▶ **Extract to read**:
Prime Bank Investment launches ‘Capital Connect’ to bridge industries with investment opportunities
Prime Bank Investment Limited (PBIL), a subsidiary of Prime Bank, has launched its flagship initiative, Capital Connect – a platform designed to bring together industry leaders, uncover actionable insights, and facilitate access to high-potential investment opportunities to boost market readiness.
The launching programme was held through a seminar titled "Capital Connect: PBIL–Industry Engagement," held in the capital on Monday (26 May).
Addressing the seminar, Syed M Omar Tayub, managing director and CEO of PBIL, said, "We inaugurated our flagship initiative with a focus on the pharmaceutical sector. Going forward, we plan to expand Capital Connect to include other key industries."
The event was attended by senior finance professionals from several leading non-listed pharmaceutical companies, including Incepta Pharma, Opsonin Pharma, Healthcare Pharma, LabAid Pharma, Team Pharma, General Pharma, Ziska Pharma, Eskayef Pharma, and Goodman Pharma.
In his keynote presentation, Tayub highlighted that Bangladesh's pharmaceutical sector is witnessing rapid growth, driven by robust domestic demand, favourable government policies and promising export potential.

▶ **Your objective**:
Please copy the article on Prime Bank Investment's Capital Connect launch word for word. The records that follow have nothing to do with the article.

▶ **Dataset excerpts**:
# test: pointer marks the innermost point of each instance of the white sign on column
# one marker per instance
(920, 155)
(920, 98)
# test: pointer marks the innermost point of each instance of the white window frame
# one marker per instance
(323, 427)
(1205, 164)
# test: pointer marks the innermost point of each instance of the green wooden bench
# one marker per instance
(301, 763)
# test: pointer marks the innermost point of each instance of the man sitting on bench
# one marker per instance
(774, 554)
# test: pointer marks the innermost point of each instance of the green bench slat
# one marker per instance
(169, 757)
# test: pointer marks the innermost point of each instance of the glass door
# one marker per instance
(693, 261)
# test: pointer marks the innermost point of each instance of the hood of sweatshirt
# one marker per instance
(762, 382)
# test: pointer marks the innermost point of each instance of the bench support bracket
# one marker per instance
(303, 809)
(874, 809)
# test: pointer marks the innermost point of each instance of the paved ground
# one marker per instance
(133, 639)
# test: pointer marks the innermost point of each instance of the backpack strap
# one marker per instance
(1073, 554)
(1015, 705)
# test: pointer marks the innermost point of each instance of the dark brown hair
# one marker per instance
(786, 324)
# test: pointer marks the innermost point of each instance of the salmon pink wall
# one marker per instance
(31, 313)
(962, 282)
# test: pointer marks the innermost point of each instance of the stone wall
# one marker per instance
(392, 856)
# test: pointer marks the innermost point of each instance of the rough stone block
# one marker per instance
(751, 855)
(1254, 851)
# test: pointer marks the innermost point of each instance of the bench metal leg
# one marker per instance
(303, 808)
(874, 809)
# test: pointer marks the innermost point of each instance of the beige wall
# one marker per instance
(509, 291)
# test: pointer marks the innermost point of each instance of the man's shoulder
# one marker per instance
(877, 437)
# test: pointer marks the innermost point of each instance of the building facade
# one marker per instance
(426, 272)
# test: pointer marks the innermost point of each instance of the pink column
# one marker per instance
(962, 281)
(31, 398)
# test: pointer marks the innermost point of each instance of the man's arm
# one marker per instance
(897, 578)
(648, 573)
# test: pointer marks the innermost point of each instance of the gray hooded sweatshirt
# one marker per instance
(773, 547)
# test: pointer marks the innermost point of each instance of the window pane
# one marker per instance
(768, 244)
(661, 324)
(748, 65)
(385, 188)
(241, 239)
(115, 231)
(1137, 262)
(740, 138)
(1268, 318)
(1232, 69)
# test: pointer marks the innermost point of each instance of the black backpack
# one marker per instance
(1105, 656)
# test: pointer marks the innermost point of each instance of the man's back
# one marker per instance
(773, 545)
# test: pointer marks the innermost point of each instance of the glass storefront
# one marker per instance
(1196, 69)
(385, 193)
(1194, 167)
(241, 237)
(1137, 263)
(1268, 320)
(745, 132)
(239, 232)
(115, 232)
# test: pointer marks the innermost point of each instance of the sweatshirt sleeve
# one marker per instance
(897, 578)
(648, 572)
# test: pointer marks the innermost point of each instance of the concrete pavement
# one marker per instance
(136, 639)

==

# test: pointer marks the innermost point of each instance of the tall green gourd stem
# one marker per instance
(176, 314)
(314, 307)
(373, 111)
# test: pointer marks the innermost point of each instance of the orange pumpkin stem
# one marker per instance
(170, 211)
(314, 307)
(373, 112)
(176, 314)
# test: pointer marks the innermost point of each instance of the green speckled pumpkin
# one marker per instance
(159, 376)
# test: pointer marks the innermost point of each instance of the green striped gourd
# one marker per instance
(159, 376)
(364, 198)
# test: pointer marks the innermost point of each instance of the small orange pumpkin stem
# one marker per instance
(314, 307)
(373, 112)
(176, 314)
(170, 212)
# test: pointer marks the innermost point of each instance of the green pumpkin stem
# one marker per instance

▶ **Task response**:
Prime Bank Investment launches ‘Capital Connect’ to bridge industries with investment opportunities
Prime Bank Investment Limited (PBIL), a subsidiary of Prime Bank, has launched its flagship initiative, Capital Connect – a platform designed to bring together industry leaders, uncover actionable insights, and facilitate access to high-potential investment opportunities to boost market readiness.
The launching programme was held through a seminar titled "Capital Connect: PBIL–Industry Engagement," held in the capital on Monday (26 May).
Addressing the seminar, Syed M Omar Tayub, managing director and CEO of PBIL, said, "We inaugurated our flagship initiative with a focus on the pharmaceutical sector. Going forward, we plan to expand Capital Connect to include other key industries."
The event was attended by senior finance professionals from several leading non-listed pharmaceutical companies, including Incepta Pharma, Opsonin Pharma, Healthcare Pharma, LabAid Pharma, Team Pharma, General Pharma, Ziska Pharma, Eskayef Pharma, and Goodman Pharma.
In his keynote presentation, Tayub highlighted that Bangladesh's pharmaceutical sector is witnessing rapid growth, driven by robust domestic demand, favourable government policies and promising export potential.